• _SHORT TASK_: Return every line in the rows below that contains the word "yellow", copying each line unchanged.

(Location identification entries)

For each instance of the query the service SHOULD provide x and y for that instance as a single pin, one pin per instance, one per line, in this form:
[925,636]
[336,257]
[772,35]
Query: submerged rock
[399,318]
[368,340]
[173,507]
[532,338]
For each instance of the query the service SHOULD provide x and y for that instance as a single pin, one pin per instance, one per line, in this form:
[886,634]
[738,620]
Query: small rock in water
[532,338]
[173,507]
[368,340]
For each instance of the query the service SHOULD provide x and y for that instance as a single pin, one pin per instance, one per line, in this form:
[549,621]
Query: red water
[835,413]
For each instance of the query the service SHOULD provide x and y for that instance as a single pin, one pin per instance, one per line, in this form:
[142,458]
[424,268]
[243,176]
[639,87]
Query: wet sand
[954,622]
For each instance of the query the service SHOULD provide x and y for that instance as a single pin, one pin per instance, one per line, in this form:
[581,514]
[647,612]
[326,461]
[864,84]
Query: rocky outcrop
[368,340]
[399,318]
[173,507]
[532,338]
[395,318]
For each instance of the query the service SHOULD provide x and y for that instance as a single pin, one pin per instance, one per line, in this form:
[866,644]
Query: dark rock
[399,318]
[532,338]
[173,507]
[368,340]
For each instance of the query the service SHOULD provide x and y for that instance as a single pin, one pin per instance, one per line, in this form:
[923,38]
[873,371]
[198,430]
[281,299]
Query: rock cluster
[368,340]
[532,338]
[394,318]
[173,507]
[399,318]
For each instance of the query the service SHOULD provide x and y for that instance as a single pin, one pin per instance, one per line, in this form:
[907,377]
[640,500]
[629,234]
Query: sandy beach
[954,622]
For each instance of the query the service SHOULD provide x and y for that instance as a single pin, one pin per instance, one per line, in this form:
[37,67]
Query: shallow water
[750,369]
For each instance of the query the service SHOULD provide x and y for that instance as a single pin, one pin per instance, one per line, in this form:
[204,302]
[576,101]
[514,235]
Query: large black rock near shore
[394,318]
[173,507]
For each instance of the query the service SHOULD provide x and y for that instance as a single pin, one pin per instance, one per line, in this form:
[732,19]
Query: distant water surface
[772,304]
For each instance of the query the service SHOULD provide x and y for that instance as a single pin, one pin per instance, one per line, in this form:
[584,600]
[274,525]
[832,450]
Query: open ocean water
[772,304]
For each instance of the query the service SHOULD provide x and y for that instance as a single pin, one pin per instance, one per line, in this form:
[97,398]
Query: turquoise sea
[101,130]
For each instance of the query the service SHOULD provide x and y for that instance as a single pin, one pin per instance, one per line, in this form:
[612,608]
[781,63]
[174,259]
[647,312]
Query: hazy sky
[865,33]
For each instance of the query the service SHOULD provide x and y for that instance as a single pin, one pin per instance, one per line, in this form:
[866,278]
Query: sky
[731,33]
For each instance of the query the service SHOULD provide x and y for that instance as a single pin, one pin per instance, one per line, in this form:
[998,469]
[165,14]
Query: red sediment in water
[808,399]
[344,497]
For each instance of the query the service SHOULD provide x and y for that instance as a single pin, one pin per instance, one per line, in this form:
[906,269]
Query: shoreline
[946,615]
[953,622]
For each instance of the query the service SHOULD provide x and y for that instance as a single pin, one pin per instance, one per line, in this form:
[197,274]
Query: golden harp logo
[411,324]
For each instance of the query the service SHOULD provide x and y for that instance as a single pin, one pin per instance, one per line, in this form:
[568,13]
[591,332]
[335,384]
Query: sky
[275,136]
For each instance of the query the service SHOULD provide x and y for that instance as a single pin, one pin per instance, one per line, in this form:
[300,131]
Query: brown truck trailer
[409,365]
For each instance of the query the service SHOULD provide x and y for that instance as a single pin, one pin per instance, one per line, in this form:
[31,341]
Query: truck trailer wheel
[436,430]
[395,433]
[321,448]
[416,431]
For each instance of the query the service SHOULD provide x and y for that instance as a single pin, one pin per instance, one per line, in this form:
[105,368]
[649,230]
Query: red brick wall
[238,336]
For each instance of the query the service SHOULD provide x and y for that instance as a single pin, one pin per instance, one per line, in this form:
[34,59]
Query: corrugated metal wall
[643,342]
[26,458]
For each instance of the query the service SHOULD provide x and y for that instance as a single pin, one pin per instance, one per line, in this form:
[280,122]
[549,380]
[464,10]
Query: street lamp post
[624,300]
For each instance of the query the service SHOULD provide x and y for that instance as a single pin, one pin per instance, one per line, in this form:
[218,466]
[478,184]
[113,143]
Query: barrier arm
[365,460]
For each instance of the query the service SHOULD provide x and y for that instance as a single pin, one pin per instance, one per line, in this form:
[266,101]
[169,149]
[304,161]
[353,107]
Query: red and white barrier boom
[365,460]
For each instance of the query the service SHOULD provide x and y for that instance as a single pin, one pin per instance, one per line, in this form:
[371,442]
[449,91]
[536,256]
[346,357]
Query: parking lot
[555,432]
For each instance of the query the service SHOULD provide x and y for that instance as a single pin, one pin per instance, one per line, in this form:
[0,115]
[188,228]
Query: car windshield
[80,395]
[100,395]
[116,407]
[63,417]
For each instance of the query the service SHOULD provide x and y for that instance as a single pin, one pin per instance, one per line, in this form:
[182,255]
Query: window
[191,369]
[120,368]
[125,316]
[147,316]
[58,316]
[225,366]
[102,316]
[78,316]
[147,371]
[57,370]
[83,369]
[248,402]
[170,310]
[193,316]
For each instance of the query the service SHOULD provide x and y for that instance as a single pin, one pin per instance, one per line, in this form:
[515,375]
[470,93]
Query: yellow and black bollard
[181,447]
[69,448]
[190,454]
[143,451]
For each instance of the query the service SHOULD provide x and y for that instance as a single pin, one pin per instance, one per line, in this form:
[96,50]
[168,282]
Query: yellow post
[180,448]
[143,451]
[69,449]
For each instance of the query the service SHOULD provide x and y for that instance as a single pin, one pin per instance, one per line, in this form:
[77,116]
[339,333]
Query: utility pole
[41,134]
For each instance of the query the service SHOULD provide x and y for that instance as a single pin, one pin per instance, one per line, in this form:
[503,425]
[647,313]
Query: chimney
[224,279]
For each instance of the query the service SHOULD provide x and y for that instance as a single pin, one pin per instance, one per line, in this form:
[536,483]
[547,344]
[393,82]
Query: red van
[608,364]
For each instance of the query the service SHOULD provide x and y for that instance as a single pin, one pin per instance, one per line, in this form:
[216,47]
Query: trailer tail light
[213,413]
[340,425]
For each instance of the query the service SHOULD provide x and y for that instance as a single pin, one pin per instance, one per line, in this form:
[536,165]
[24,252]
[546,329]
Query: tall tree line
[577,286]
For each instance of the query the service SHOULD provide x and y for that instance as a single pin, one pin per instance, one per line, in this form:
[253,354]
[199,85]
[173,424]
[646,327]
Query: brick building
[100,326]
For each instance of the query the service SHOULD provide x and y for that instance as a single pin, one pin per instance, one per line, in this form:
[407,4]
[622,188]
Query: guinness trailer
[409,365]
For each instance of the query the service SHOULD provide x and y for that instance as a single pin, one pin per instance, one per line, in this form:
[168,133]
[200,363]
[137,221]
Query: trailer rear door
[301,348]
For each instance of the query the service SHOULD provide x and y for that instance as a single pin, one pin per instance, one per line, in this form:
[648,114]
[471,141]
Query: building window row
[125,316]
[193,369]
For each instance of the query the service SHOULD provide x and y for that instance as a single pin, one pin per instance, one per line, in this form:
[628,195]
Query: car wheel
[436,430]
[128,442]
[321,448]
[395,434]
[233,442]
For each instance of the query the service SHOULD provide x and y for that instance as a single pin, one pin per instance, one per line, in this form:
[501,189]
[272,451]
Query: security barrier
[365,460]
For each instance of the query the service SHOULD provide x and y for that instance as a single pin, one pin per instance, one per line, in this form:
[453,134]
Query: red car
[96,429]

• _SOLUTION FOR THIS TASK_:
Query: yellow and black bollard
Query: yellow post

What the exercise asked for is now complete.